__AIM OF THE EXERCISE__.
Rewrite the lines from the first one through the one containing "[[[550,479],[473,372],[0,607],[0,664],[609,665]]]", both included, replacing "segmentation" with "outline" and leaving everything else unchanged.

= = = = = = =

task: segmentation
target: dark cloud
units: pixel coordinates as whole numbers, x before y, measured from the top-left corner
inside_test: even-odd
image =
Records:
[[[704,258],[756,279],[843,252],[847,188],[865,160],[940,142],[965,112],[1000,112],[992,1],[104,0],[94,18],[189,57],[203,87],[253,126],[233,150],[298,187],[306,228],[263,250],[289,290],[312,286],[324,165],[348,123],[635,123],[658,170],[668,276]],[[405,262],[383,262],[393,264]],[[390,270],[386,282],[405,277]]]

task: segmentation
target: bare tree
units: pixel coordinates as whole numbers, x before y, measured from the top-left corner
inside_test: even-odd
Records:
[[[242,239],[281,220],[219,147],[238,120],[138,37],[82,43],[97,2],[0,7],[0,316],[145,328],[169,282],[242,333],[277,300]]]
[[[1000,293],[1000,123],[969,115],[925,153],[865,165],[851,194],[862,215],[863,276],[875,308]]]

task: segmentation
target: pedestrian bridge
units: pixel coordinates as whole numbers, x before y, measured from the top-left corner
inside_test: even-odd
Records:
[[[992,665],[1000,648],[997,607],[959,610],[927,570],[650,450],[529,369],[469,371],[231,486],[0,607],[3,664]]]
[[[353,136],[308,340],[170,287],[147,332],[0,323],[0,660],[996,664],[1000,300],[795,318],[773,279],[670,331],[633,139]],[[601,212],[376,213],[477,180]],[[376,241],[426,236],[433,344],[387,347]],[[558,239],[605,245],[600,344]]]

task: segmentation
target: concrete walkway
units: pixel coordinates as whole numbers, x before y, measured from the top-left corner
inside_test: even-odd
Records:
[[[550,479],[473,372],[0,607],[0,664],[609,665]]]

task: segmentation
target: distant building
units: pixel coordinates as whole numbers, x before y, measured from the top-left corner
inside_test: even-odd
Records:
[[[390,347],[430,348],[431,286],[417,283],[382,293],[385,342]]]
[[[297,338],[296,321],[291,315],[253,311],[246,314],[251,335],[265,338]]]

= = = = = = =

__THE REPLY__.
task: outline
target: dark cloud
units: pixel coordinates as whole numbers, x before y, measured from the top-left corner
inside_test: even-odd
image =
Records:
[[[704,258],[756,279],[843,252],[847,188],[865,160],[940,142],[965,112],[1000,112],[992,1],[104,0],[94,18],[189,57],[203,87],[253,126],[233,150],[298,187],[306,228],[263,250],[289,290],[312,286],[324,165],[348,123],[635,123],[658,170],[668,276]],[[405,262],[383,262],[393,264]],[[390,270],[386,282],[405,277]]]

task: outline
target: bare tree
units: pixel coordinates as whole numbers, x before y, measured from the top-left corner
inside_test: even-odd
Records:
[[[242,239],[281,220],[219,147],[238,120],[138,37],[82,43],[97,2],[0,7],[0,316],[145,328],[169,282],[242,333],[277,300]]]
[[[1000,293],[1000,123],[969,115],[925,153],[865,165],[851,194],[862,215],[863,276],[875,308]]]

task: outline
target: pedestrian bridge
units: pixel coordinates as whole numbers, x before y, measured from the top-left corner
inside_test: even-odd
Records:
[[[992,665],[1000,648],[997,607],[959,610],[927,570],[650,450],[529,369],[469,371],[231,486],[0,607],[3,664]]]
[[[353,136],[308,340],[170,287],[147,332],[0,323],[0,660],[996,664],[1000,300],[795,318],[773,279],[670,331],[633,139]],[[601,212],[376,213],[477,180]],[[376,241],[426,236],[433,344],[387,347]],[[558,239],[605,245],[600,344]]]

task: outline
target: concrete walkway
units: pixel coordinates as whole numbers, x before y, measured from the top-left corner
inside_test: even-odd
Records:
[[[550,479],[473,372],[0,607],[0,664],[609,665]]]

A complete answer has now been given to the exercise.